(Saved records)
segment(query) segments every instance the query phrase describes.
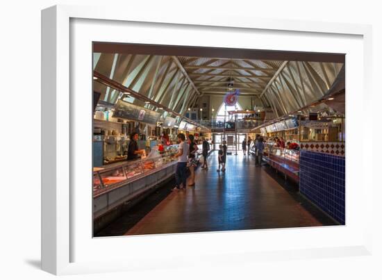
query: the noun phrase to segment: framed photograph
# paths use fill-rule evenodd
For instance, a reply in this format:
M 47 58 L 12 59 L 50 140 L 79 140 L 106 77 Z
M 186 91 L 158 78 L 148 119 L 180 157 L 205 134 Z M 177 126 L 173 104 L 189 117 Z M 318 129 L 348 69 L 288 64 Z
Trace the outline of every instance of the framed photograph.
M 370 26 L 58 6 L 42 31 L 43 270 L 371 254 Z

## What is being asked:
Copy the whole listing above word for word, leaving out the pictures.

## Output:
segment(query) segments every instance the query phrase describes.
query: the noun phrase to segment: framed photograph
# paths use fill-rule evenodd
For instance, a reply in this format:
M 47 58 L 12 59 L 50 140 L 79 140 L 106 77 Z
M 186 91 L 158 78 L 148 119 L 180 157 L 205 134 Z M 177 126 L 173 104 L 189 117 Z M 318 129 L 348 69 L 288 64 Z
Trace the outline of every instance of the framed photograph.
M 370 26 L 58 6 L 42 31 L 43 270 L 371 254 Z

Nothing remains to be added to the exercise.